Host: Prof. Ernst-Jan Camiel Wit

 

Tuesday

02.04

USI Lugano Campus, room SI-004, Informatics building
12:30-13:30
   
 

Luciano Cascione
Institute of Oncology Research (IOR) and Swiss Institute of Bioinformatics (SIB)

 

Biography:
Luciano Cascione studied Computer Science at the University of Catania (Italy) and was visiting scholar at Ohio State University (US) at Carlo Croce's Lab. He has joined the Institute of Oncology Research (IOR) in 2013 as post-doc in the Lymphoma Genomics group. From 2018 he runs the Bioinformatics Core Unit at IOR and he is group leader of Swiss Institute of Bioinformatics (SIB).
Abstract:
RNA-sequencing (RNA-Seq) is an essential technique to characterize the transcriptome of cells and opened a new era in transcriptome analysis. Sequencing reads are used as the basis for abundance quantification of genes. Many studies aim at comparing abundance levels of genes between given conditions (e.g. Normal vs Tumor, Untreated vs Treated). However, through alternative splicing a large majority of human genes produce different transcripts called gene isoforms. On average each gene has 3.4 isoforms and if we look at protein coding genes this number goes to 7:1. Isoform switches could have a substantial biological impact, and they are implicated in many diseases and are especially prominent in cancer. Actually, differential usage of isoforms (isoform switches) alter the function, cellular localization, and stability of the corresponding RNA or protein. Analyses of RNA-Seq data utilizing isoform-level information remain rare making RNA-Seq data clearly underutilized. Advanced bioinformatics tool for the analysis of RNA-Seq data have enabled the quantification of transcriptomes with isoform resolution. This has allowed the genome-wide analysis of isoform usage and thereby the identification of isoform switchings. In this presentation we present a pipeline for the identification of isoform switches and the subsequent integration of multiple predictors of isoform function, to identify isoform switches with predicted functional consequences. We applied the pipeline to lymphoma RNA-Seq datasets and we found that isoform switches with predicted functional consequences were common, affecting a good number of multi-isoform genes. Among these, switches leading to the loss of sequence-encoding protein domains were frequent, particularly after pharmacological perturbation.

.....

(Tasks to carry out)
**A)** In the seminar announcement, what unit at IOR has Luciano Cascione run since 2018?
**B)** Copy the seminar announcement word for word, from "USI Lugano Campus, room" up to and including "and Swiss Institute of Bioinformatics (SIB)".

(Record extracts)
.....

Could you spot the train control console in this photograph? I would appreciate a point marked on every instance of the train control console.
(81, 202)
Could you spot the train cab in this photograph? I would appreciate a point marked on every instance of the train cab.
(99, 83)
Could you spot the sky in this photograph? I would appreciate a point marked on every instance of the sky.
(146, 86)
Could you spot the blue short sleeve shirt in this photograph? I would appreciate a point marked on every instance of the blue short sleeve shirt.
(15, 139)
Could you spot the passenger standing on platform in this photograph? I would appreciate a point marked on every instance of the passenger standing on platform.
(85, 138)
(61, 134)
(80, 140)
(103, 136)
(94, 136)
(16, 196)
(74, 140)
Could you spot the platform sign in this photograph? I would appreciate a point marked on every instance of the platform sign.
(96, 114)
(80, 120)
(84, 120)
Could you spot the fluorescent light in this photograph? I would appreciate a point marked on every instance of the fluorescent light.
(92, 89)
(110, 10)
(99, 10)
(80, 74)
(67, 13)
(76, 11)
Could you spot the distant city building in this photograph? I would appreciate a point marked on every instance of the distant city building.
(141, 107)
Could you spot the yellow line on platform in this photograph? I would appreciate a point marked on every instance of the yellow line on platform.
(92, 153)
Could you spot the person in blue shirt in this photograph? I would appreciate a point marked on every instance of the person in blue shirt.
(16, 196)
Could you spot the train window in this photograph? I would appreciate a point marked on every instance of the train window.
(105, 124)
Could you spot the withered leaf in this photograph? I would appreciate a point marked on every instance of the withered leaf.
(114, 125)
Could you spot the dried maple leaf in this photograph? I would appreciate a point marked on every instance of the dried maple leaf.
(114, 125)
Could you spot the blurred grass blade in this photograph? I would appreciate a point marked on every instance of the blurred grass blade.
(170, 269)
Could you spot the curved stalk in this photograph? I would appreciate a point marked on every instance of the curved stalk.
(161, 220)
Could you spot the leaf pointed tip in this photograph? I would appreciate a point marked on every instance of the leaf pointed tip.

.....

(Response list)
**A)** The Bioinformatics Core Unit.

**B)**
USI Lugano Campus, room SI-004, Informatics building
12:30-13:30
   
 

Luciano Cascione
Institute of Oncology Research (IOR) and Swiss Institute of Bioinformatics (SIB)